* _Brief_
Where in the material does the word "metal" appear? Copy each line that has it.

[Opening Exercise data section]

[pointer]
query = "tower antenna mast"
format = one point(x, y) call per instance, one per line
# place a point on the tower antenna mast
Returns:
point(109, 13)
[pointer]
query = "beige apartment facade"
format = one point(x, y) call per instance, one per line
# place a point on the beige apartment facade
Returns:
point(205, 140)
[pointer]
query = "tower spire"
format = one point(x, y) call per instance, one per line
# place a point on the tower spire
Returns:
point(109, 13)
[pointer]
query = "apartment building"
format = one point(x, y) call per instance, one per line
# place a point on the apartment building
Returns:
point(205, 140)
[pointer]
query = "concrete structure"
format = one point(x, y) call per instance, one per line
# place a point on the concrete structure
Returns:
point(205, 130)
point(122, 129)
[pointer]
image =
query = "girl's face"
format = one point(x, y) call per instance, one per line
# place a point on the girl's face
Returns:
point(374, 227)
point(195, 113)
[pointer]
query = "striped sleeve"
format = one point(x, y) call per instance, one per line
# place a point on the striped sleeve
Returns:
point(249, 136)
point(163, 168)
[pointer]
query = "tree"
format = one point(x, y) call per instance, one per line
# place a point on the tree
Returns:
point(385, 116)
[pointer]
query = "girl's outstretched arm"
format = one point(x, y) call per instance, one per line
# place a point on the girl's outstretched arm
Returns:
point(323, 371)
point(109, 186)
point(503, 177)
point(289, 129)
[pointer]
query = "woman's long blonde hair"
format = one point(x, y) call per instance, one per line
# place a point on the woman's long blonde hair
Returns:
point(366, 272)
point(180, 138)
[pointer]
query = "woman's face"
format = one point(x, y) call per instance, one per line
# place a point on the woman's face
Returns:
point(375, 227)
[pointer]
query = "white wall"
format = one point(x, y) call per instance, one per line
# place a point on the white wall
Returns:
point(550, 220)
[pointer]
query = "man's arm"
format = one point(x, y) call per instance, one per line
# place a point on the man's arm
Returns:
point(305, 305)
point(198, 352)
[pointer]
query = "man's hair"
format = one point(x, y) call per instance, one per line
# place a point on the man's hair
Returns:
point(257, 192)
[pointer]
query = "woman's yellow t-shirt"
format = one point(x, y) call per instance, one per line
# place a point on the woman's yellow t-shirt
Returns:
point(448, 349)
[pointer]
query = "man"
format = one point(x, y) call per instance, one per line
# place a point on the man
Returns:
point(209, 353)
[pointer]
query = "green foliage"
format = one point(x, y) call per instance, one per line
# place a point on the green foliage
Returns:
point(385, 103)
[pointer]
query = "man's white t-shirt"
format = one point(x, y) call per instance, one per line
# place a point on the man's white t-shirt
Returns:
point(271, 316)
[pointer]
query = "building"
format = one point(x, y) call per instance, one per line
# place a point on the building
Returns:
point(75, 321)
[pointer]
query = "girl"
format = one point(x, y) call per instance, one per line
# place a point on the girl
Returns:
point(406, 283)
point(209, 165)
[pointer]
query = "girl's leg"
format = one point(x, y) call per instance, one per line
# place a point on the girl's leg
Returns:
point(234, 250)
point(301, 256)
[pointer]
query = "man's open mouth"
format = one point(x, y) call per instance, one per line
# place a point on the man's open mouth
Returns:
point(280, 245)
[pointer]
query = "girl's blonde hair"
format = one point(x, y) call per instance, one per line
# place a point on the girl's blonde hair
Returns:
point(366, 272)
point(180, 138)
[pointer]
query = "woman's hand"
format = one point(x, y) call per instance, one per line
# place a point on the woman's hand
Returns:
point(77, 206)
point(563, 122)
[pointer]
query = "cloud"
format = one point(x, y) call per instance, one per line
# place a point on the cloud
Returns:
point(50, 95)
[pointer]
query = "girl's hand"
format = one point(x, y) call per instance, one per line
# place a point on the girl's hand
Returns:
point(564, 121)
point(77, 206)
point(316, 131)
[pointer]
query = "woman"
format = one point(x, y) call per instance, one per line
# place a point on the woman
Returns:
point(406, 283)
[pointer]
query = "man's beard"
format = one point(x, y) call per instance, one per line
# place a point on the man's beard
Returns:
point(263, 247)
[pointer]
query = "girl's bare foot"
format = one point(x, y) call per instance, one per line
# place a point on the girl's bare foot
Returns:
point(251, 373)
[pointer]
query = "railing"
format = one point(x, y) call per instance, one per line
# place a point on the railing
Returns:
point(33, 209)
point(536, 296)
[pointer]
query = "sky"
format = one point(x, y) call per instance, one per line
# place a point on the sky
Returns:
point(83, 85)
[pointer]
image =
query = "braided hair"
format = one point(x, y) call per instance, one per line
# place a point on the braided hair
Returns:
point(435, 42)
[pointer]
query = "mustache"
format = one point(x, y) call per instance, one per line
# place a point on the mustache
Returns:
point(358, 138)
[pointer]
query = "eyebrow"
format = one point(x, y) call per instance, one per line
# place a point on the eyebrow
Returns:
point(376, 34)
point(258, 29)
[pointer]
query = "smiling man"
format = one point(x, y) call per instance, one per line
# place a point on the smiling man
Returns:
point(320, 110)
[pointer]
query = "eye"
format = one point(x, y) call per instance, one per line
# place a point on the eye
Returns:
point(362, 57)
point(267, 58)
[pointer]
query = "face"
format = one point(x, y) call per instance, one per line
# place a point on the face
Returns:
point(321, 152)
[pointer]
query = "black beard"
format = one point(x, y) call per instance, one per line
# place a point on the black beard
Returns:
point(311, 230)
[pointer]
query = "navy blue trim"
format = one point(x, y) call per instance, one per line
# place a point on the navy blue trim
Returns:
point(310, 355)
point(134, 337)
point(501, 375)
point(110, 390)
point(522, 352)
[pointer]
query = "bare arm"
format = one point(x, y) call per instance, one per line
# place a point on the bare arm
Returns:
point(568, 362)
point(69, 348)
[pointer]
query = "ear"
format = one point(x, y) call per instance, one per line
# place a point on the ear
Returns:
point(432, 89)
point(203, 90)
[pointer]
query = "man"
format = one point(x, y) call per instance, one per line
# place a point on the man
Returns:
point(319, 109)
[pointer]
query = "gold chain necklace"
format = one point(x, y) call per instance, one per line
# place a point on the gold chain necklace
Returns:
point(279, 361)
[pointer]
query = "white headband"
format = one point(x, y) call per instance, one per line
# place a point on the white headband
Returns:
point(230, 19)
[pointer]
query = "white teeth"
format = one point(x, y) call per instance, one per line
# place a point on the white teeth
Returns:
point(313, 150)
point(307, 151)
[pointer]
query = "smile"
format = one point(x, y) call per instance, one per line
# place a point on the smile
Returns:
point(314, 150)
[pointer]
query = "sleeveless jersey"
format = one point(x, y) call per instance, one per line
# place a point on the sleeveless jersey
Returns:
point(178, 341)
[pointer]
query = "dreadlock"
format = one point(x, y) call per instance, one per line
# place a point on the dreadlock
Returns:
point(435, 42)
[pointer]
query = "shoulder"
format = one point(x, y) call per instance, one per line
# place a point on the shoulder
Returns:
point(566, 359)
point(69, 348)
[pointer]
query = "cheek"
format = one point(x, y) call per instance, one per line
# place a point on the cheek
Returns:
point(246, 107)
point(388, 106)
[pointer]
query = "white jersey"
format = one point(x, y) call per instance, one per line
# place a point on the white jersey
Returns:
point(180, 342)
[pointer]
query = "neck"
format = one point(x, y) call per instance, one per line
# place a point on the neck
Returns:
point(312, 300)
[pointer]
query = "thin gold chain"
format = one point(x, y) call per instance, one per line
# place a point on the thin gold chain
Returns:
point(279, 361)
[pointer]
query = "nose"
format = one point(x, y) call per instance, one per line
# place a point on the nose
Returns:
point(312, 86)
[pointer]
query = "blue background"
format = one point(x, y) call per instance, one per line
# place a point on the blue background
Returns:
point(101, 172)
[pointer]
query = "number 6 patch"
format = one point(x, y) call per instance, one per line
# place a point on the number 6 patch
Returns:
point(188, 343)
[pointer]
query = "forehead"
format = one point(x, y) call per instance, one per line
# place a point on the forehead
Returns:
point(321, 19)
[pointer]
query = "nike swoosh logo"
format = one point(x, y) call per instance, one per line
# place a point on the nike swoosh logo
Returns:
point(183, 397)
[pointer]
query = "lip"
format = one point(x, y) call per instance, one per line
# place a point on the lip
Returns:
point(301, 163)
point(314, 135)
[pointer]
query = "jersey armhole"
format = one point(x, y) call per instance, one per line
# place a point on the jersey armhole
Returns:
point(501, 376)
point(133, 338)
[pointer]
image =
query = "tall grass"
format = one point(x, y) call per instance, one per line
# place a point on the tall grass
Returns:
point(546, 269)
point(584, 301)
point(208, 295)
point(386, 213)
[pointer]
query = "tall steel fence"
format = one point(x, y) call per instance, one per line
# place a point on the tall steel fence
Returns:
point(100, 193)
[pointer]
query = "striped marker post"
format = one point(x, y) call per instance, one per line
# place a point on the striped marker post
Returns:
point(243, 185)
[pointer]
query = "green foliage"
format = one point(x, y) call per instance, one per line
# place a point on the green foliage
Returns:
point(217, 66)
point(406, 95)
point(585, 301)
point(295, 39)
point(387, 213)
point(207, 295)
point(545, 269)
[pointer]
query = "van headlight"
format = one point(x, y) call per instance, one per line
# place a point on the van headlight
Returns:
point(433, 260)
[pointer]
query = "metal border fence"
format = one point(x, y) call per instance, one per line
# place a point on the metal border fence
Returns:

[Closing Exercise data section]

* _Expected answer_
query = "metal border fence"
# place a point on the metal border fence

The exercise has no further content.